AIM: Reproduce all of the records below verbatim, with no alterations.

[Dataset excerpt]
>> Begin
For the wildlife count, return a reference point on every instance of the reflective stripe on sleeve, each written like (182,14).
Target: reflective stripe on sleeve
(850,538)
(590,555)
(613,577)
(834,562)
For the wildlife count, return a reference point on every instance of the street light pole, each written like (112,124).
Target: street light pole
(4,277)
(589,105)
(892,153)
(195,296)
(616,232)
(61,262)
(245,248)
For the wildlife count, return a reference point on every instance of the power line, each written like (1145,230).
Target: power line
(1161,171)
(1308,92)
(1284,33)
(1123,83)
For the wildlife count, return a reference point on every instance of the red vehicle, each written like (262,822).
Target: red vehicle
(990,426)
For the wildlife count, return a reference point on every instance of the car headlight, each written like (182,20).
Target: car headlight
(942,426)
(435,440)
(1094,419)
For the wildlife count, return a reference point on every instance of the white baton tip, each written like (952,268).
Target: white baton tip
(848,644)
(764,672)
>> End
EXPECTED ANSWER:
For the wildlife count, return a reference point on every instance of the reflective stripe on sleeve, each written like (182,14).
Target: reflective stripe on sleeve
(850,538)
(590,555)
(613,577)
(834,562)
For the wildlife count, return a reference point on every instance of the street light pole, each written like (112,124).
Target: street light pole
(4,277)
(589,105)
(892,153)
(195,296)
(616,232)
(61,262)
(245,248)
For the wildlife count, return a reference point on every instance of the power line, each written like (1145,230).
Target: power line
(1161,171)
(1308,92)
(1284,33)
(1123,83)
For the wildlife count, return a reference point on every instance of the red vehicle, each written like (262,822).
Target: red vehicle
(990,426)
For the wildlife count, return a reference point on every instance of the car headlight, each written like (182,20).
Target: car headlight
(942,426)
(435,440)
(1094,419)
For the wildlife count, return a reference point on every instance of the white baton tip, each written like (952,268).
Target: white baton tip
(848,644)
(764,672)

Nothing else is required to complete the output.